= Task instructions =
Copy, from the material below, every line in which the word "laid" can be found.

= The data =
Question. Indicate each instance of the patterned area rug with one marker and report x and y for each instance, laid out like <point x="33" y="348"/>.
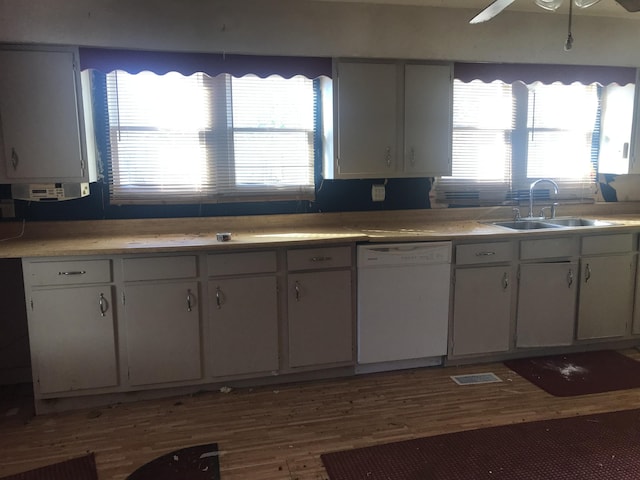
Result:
<point x="81" y="468"/>
<point x="579" y="373"/>
<point x="593" y="447"/>
<point x="193" y="463"/>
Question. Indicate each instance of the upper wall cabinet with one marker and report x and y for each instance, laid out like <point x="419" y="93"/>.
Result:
<point x="392" y="120"/>
<point x="41" y="116"/>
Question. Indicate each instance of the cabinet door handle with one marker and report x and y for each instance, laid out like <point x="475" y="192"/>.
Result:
<point x="73" y="272"/>
<point x="219" y="298"/>
<point x="103" y="305"/>
<point x="587" y="273"/>
<point x="505" y="281"/>
<point x="15" y="159"/>
<point x="298" y="290"/>
<point x="189" y="301"/>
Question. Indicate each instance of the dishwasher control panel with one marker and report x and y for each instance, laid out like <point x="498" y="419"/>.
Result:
<point x="421" y="253"/>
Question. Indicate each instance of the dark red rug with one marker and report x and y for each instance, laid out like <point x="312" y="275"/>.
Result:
<point x="579" y="373"/>
<point x="193" y="463"/>
<point x="81" y="468"/>
<point x="594" y="447"/>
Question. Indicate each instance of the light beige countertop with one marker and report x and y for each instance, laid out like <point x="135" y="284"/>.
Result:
<point x="108" y="237"/>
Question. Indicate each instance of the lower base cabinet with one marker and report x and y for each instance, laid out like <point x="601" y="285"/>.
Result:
<point x="606" y="296"/>
<point x="482" y="310"/>
<point x="72" y="338"/>
<point x="243" y="315"/>
<point x="320" y="318"/>
<point x="162" y="332"/>
<point x="546" y="304"/>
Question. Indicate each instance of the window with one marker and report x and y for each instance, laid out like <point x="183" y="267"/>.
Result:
<point x="190" y="139"/>
<point x="505" y="136"/>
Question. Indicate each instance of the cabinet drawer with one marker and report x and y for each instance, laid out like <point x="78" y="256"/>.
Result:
<point x="560" y="247"/>
<point x="69" y="272"/>
<point x="619" y="243"/>
<point x="484" y="253"/>
<point x="241" y="263"/>
<point x="159" y="268"/>
<point x="317" y="258"/>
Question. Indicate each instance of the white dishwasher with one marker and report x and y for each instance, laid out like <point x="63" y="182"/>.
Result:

= Worked solution =
Question. Indicate each instance of the patterned area rug with one marker and report x and y for each instance, laid out like <point x="33" y="348"/>.
Question. Indicate each instance of the upper wall cabinet with one marker and report x and y for each instance, laid out like <point x="419" y="93"/>.
Question. Indicate each instance of the cabinet door handle with one marker and report x and y for each instance, laid out like <point x="475" y="192"/>.
Question. Indicate each instance of the dishwasher control panel with one marker and report x and y for each instance, laid out like <point x="498" y="419"/>.
Question. Indicate each instance of the dark red rug with one marker and report x and y for each instance, laid out like <point x="312" y="275"/>.
Question. Indicate each instance of the light beige countertop with one marker and report x and y for each instance, laid out like <point x="135" y="284"/>.
Question. Indicate each instance of the lower base cabinet with one marker and report x and y for each instance, laid out like <point x="601" y="285"/>.
Question. Indicate each instance of the window with one marker and report x and y for each instance, laid out like <point x="183" y="267"/>.
Question. Indicate each instance of the cabinet drawer with one marker and report x and y for each instance, laid out like <point x="78" y="256"/>.
Question. Indicate each instance of the white dishwasher with one marker and report x and y for each instance, laid out like <point x="63" y="182"/>.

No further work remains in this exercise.